──────── SOURCE DATA ────────
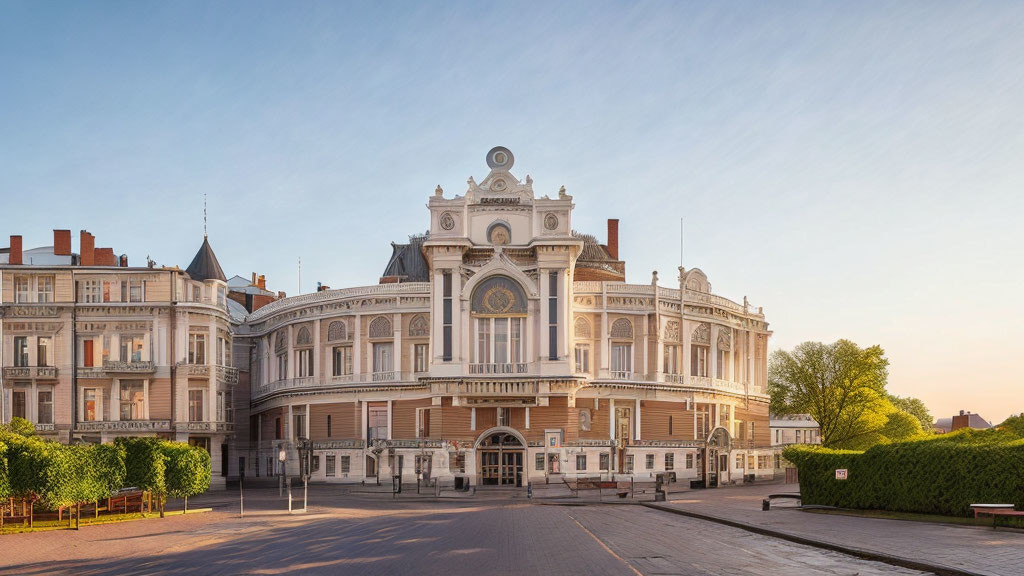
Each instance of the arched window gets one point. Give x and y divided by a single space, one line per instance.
337 331
622 328
582 328
419 326
381 328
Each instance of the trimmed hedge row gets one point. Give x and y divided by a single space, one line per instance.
942 476
56 475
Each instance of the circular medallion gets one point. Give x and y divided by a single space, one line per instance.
500 157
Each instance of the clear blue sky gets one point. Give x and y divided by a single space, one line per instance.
855 168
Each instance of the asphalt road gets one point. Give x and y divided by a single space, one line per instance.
370 537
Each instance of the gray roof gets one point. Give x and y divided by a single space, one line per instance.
408 261
205 265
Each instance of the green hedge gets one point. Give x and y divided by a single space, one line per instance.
940 476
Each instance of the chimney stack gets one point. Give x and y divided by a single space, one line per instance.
613 238
61 242
87 247
15 250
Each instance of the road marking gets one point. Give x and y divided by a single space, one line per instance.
603 545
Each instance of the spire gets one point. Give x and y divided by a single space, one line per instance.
205 265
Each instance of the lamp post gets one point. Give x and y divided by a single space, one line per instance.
282 457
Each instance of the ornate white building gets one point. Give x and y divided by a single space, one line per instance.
503 347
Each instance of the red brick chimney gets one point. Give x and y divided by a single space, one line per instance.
613 238
14 257
61 242
87 247
104 257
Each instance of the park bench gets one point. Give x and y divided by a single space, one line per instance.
766 503
995 510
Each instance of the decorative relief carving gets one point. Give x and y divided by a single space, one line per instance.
622 328
419 326
582 328
701 334
337 330
381 328
724 338
672 330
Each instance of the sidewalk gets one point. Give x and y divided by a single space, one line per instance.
940 547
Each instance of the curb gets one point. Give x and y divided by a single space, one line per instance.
859 552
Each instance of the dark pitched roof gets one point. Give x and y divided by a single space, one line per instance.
205 265
408 262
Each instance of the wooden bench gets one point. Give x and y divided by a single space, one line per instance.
995 510
766 503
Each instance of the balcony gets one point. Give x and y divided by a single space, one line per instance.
206 426
510 368
124 425
27 372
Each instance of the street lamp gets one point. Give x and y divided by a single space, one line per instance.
282 457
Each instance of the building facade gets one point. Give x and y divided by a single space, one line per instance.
503 347
92 348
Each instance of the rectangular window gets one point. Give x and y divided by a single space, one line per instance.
483 340
90 291
196 405
44 289
43 352
377 421
22 289
131 347
304 362
44 414
421 358
553 316
622 359
90 404
446 317
18 408
20 351
583 358
133 400
383 357
342 361
423 429
197 348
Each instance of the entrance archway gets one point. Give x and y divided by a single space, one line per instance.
500 453
716 459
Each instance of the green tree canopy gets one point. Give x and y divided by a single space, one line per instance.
842 385
915 407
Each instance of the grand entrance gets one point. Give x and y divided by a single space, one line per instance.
501 456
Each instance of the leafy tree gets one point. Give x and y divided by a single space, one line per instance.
187 469
841 384
916 407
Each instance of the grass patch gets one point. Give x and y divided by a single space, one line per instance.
914 517
47 525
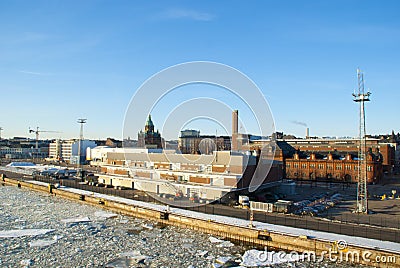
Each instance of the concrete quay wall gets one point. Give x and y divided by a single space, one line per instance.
258 238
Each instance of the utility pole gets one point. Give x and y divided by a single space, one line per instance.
81 121
362 196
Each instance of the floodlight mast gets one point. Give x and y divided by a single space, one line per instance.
81 121
362 195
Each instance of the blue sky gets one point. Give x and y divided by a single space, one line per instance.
63 60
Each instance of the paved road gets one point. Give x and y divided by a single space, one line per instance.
305 222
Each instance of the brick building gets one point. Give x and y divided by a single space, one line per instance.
332 167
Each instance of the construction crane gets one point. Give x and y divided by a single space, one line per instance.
37 131
361 97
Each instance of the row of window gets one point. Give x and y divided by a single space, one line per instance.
329 167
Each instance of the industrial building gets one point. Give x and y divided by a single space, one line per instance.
67 150
191 142
207 176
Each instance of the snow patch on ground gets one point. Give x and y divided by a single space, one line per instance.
76 220
24 232
105 215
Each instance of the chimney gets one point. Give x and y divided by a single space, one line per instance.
235 115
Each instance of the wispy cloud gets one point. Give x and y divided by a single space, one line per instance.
180 13
299 123
32 73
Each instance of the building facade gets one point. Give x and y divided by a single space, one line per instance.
191 142
67 150
332 167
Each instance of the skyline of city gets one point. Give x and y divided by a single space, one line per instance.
90 60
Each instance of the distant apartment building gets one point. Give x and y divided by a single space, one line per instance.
67 150
191 142
23 148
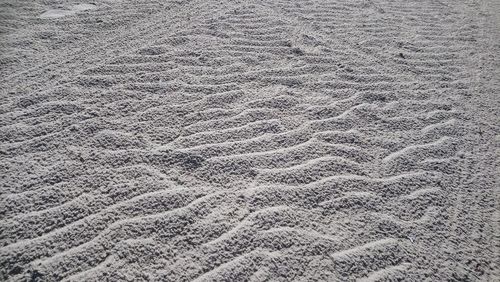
────────
- **EXERCISE INSTRUCTIONS**: Above are the records; copy them exactly without the pictures.

- **SOLUTION**:
Each instance of the arched window gets one point. Give x and y divided by a single space, one line per instance.
337 331
622 328
582 328
419 326
381 328
Each instance of the trimmed hedge row gets one point. Give x and y divided by a single space, one line per instance.
942 476
56 475
Each instance of the circular medallion gets one point. Give x and y divided by a single space, one line per instance.
500 157
Each instance of the clear blue sky gets one point. Give x and y divided by a single space, one line per instance.
855 168
Each instance of the asphalt road gets one point. Give x and y divided by a single space, one line per instance.
370 537
Each instance of the gray roof gets one point. Give x and y divided by a single space, one line per instance.
408 261
205 265
Each instance of the green hedge gets one point. Give x and y divided by a single space, one line per instance.
940 476
Each instance of the chimney stack gets one point. Give x and y divided by a single space, one line per instance.
613 238
61 242
87 247
15 250
Each instance of the road marking gets one point. Give x and y divided by a single space, one line per instance.
603 545
Each instance of the spire gets one point. Give x and y divided by a single space, one line per instance.
205 265
Each instance of the lamp post gets one point. Give x and y divided by a single space, one line per instance.
282 457
Each instance of the ornate white building gets one point. Give x and y divided by a single space, one line per instance.
503 347
Each instance of the red brick chimney gets one point. Give x and y divided by a single space, one line per instance.
613 238
14 257
61 242
87 247
104 257
Each instance of the park bench gets one point. Give x and y divided by a single space, one line per instance.
766 503
995 510
Each instance of the decorative relief carving gets one point. Give x and y divided by a single space, one line per instance.
622 328
419 326
582 328
701 334
337 330
381 328
724 338
672 330
Each instance of the sidewalk gets one point. Give x and y divided by a single space, one line per instance.
940 547
Each instance of the curb gets one point. Give x and y divided by a single space, one line per instance.
859 552
Each instance of the dark pitched roof gets one point. Give x and y divided by a single space, one line per instance.
205 265
408 262
Each instance of the wooden bench gets one point. Give x and y divided by a single space, one line per instance.
995 510
766 503
Each instance of the balcony gets one point. Give x and y divided by a single space, one line per instance.
206 426
510 368
124 425
27 372
Each instance of the street lamp gets one point. Give x and y divided by a single space, one line per instance.
282 457
Each instance of the building facade gets one point. Give x and y divided by a single space, one line per instance.
503 347
92 348
Each instance of the rectangular window gets one point. Give x and y divided by a single space, one line per instance.
483 340
90 291
196 405
44 289
43 352
377 421
22 289
131 347
304 362
44 414
421 358
553 316
622 359
90 404
446 317
18 408
20 351
583 358
133 400
383 357
342 361
423 429
197 348
Each instance of the entrance archway gets one point. Give x and y divided by a single space, one line per instance.
500 453
716 459
Each instance of the green tree canopy gets one point. Give x and y divided by a single space, one line per instance.
842 385
915 407
Each instance of the grand entrance gets one point. Give x and y divided by a single space, one line per instance.
501 456
Each instance of the leafy tree gets one point. Give x and y divided by a single space, one line per instance.
187 469
841 384
916 407
Each instance of the grass patch gets one point. Give x and y divided by a single space, one line per instance.
914 517
47 525
Each instance of the concrete quay wall gets one point. Give x and y divided by a single space, one line per instance.
258 238
Each instance of the utility pole gets one point. Give x and y divided by a single space, one line per instance.
81 121
362 196
Each instance of the floodlight mast gets one point. Give x and y divided by a single space, one line per instance.
81 121
362 195
Each instance of the blue sky gets one point. Give x and y divided by a single space, one line per instance.
63 60
Each instance of the paved road gets one point. Give x and y divided by a single space, one line per instance.
305 222
Each instance of the brick building gets one point. Give x and y divided by a single space, one line per instance.
332 167
Each instance of the construction crane gets one point. Give x and y divided by a single space, one line per instance.
37 131
361 97
Each instance of the row of window gets one point. Give x and y divided by a single space, one line per instance.
329 167
Each instance of the industrial building gets one point. Give x and y divided by a single space, one line per instance.
67 150
191 142
207 176
Each instance of the snow patch on ground gets one point. Give x and y divided by a single space, one line per instance.
76 220
24 232
105 215
Each instance of the chimney gets one point. Give x and y divided by a single space, one line per instance.
235 115
Each instance of the wispy cloud gets one point. Give x and y divided by a single space, one line per instance.
180 13
299 123
32 73
Each instance of the building facade gets one point. Give x and y divided by a single space, one line per instance.
191 142
67 150
332 167
Each instance of the skyline of city gets one point. Give x and y divided by a single space, one line per instance.
90 60
Each instance of the distant apartment building gets one point. Give x and y divided by a single space, one line per instance.
67 150
191 142
23 148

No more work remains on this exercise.